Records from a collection
──────
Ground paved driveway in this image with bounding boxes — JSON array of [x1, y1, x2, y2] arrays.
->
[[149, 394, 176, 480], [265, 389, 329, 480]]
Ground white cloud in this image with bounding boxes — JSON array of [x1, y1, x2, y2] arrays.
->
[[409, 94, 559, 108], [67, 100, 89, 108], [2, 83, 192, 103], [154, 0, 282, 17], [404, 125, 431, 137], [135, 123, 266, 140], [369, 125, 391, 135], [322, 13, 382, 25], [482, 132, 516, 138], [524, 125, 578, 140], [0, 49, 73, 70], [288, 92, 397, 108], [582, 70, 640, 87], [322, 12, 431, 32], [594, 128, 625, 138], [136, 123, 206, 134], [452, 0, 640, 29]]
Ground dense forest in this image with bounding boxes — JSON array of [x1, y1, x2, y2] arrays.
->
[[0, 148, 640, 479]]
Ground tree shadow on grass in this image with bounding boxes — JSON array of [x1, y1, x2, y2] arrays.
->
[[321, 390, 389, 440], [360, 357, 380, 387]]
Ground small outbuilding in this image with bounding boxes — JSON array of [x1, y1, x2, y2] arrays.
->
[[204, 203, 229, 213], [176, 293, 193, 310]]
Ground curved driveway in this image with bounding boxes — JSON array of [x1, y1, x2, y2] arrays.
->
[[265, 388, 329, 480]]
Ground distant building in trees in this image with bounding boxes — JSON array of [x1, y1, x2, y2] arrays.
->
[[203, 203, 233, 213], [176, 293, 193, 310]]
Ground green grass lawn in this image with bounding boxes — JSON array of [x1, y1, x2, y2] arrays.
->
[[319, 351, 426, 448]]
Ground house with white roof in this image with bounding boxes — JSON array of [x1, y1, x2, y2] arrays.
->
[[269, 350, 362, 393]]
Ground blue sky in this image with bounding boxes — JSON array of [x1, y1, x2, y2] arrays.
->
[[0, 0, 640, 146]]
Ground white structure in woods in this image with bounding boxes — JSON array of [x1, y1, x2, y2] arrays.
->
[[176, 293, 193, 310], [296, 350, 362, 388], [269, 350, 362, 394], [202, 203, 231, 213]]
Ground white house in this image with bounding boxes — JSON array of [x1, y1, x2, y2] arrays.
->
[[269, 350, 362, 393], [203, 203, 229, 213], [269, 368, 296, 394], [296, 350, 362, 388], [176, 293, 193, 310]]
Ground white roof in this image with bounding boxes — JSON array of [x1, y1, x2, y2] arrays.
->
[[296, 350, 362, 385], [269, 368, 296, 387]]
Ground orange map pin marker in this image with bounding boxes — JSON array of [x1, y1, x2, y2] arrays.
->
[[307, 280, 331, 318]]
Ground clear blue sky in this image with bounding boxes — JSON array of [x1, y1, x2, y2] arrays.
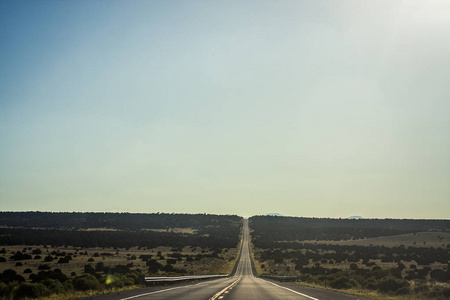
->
[[0, 0, 450, 218]]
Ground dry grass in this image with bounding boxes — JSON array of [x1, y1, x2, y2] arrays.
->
[[0, 246, 238, 279], [301, 231, 450, 248]]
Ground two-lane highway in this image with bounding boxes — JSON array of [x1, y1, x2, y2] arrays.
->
[[110, 220, 362, 300]]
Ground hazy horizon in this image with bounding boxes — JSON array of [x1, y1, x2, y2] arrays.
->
[[0, 0, 450, 219]]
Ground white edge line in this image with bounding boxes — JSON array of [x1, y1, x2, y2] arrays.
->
[[120, 282, 212, 300], [260, 278, 319, 300]]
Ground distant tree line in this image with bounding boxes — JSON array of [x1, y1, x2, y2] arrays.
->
[[250, 216, 450, 244], [0, 211, 242, 234], [0, 227, 239, 249], [0, 212, 242, 249]]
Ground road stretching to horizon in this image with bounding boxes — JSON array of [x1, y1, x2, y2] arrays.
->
[[87, 219, 363, 300]]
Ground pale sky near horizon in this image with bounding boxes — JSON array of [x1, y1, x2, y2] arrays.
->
[[0, 0, 450, 219]]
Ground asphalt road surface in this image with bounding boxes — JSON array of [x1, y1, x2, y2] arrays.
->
[[87, 220, 363, 300]]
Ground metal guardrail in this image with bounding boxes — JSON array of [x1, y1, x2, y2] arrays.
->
[[144, 274, 228, 282], [258, 275, 297, 281]]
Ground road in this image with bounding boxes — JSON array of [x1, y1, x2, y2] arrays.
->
[[91, 220, 363, 300]]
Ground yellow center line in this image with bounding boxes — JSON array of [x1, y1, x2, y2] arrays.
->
[[209, 278, 241, 300]]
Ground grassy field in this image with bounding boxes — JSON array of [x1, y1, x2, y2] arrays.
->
[[301, 231, 450, 248], [0, 246, 238, 279]]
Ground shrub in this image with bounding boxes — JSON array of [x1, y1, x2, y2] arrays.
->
[[14, 282, 48, 299], [330, 276, 353, 289], [377, 276, 409, 293], [395, 286, 411, 296], [430, 269, 450, 282], [72, 274, 100, 291], [38, 265, 51, 270]]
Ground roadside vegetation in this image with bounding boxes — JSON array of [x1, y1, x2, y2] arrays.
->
[[0, 212, 242, 299], [250, 216, 450, 299]]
──────
Short problem: Turn every line of the entries above into a JSON list of strings, one string per line, with blank lines left out. Leave the pictures out of your answer.

Task response:
[
  "Ground paved driveway in this image with bounding boxes — JSON array of [x1, y1, x2, y2] arrays.",
  "->",
  "[[149, 394, 176, 480], [265, 389, 329, 480]]",
  "Ground white cloud in this image with bounding boxes — JSON array of [x1, y1, x2, y2] arrays.",
  "->",
  "[[409, 94, 559, 108], [67, 100, 89, 108], [2, 83, 192, 103], [154, 0, 282, 17], [404, 125, 431, 137], [135, 123, 266, 140], [369, 125, 391, 135], [322, 13, 382, 25], [482, 132, 516, 138], [524, 125, 578, 140], [0, 49, 73, 70], [288, 92, 397, 108], [582, 70, 640, 87], [322, 12, 431, 32], [594, 128, 625, 138], [136, 123, 206, 134], [452, 0, 640, 29]]",
  "Ground dense forest in this image with bounding boxes — JSON array of [x1, y1, x2, y2] arrays.",
  "->",
  "[[0, 148, 640, 479]]",
  "Ground tree shadow on grass in this image with bounding boxes — JSON array of [x1, y1, x2, y2] arrays.",
  "->",
  "[[321, 390, 389, 440], [360, 357, 380, 387]]",
  "Ground small outbuilding in this image with bounding boxes — JSON array of [x1, y1, x2, y2] arrays.",
  "->",
  "[[204, 203, 229, 213], [176, 293, 193, 310]]",
  "Ground curved driveway in this image with bounding boxes — JSON array of [x1, y1, x2, y2] arrays.",
  "->",
  "[[265, 388, 329, 480]]",
  "Ground distant building in trees in this image with bounding boxes — JSON array of [x1, y1, x2, y2] arrays.",
  "->",
  "[[203, 203, 233, 213], [176, 293, 193, 310]]",
  "Ground green grass lawn in this image with bounding boxes — JSON array of [x1, y1, x2, y2] arrays.",
  "->",
  "[[319, 351, 426, 448]]",
  "Ground house with white roof in this image with bounding boxes — JSON array of [x1, y1, x2, y2] arrays.",
  "->",
  "[[269, 350, 362, 393]]",
  "Ground blue sky in this image with bounding boxes — JSON array of [x1, y1, x2, y2] arrays.",
  "->",
  "[[0, 0, 640, 146]]",
  "Ground white structure in woods in this image with bounding boxes — JSON array of [x1, y1, x2, y2] arrays.",
  "->",
  "[[176, 293, 193, 310], [296, 350, 362, 388], [269, 350, 362, 394], [202, 203, 231, 213]]",
  "Ground white house in this image with bounding boxes — JSON array of [x1, y1, x2, y2] arrays.",
  "->",
  "[[269, 350, 362, 393], [203, 203, 229, 213], [269, 368, 296, 394], [296, 350, 362, 388], [176, 293, 193, 310]]",
  "Ground white roof in this image with bounding boxes — JSON array of [x1, y1, x2, y2] arrays.",
  "->",
  "[[296, 350, 362, 385], [269, 368, 296, 387]]",
  "Ground orange map pin marker in this image with bounding boxes — JSON array of [x1, y1, x2, y2] arrays.",
  "->",
  "[[307, 280, 331, 318]]",
  "Ground clear blue sky in this image with bounding boxes — JSON array of [x1, y1, x2, y2] arrays.",
  "->",
  "[[0, 0, 450, 218]]",
  "Ground dry grass in this image with bounding boxes — JSON array of [x1, y1, x2, y2] arrays.",
  "->",
  "[[0, 246, 238, 279], [301, 231, 450, 248]]",
  "Ground two-lane highway in this image with bounding boxes — JSON array of [x1, y1, x2, y2] arrays.",
  "->",
  "[[110, 220, 362, 300]]",
  "Ground hazy horizon in this image with bounding boxes — JSON array of [x1, y1, x2, y2] arrays.",
  "->",
  "[[0, 0, 450, 219]]",
  "Ground white edge line in this image with bounding boxes — JSON array of [x1, y1, x2, y2] arrays.",
  "->",
  "[[120, 282, 212, 300], [260, 278, 319, 300]]",
  "Ground distant tree line in this image with bounding boxes — JSON array of [x1, y1, x2, y2] arrays.",
  "->",
  "[[250, 216, 450, 244], [0, 211, 242, 234], [0, 227, 239, 249], [0, 212, 242, 249]]",
  "Ground road stretching to horizon in this image with bounding boxes — JSON array of [x1, y1, x2, y2] arrays.",
  "->",
  "[[87, 219, 363, 300]]",
  "Ground pale sky near horizon in this image with bounding boxes — JSON array of [x1, y1, x2, y2] arrays.",
  "->",
  "[[0, 0, 450, 219]]",
  "Ground asphalt road surface in this image with bounding boxes — JSON array of [x1, y1, x2, y2] arrays.",
  "->",
  "[[87, 220, 363, 300]]",
  "Ground metal guardrail in this image with bounding boxes — JSON array of [x1, y1, x2, y2] arrays.",
  "->",
  "[[144, 274, 228, 282], [258, 275, 297, 281]]",
  "Ground road in this image with bounding boxes — JSON array of [x1, y1, x2, y2] arrays.",
  "->",
  "[[91, 220, 363, 300]]",
  "Ground yellow center line in this image with bounding boxes — JSON array of [x1, y1, x2, y2] arrays.",
  "->",
  "[[209, 278, 241, 300]]",
  "Ground grassy field in this image with bounding boxes — JSON array of [x1, y1, x2, y2] arrays.",
  "->",
  "[[301, 231, 450, 248], [0, 246, 238, 279]]",
  "Ground shrub in this image with bounding boxes — JSON array of [x1, y1, x2, y2] arrays.",
  "->",
  "[[14, 282, 48, 299], [330, 276, 353, 289], [377, 276, 409, 293], [395, 286, 411, 296], [430, 269, 450, 282], [72, 274, 100, 291], [38, 265, 51, 270]]",
  "Ground roadside vegetation in this image with bounding boxes — JSON array of [x1, y1, x2, y2] arrays.",
  "->",
  "[[0, 212, 242, 299], [250, 216, 450, 299]]"
]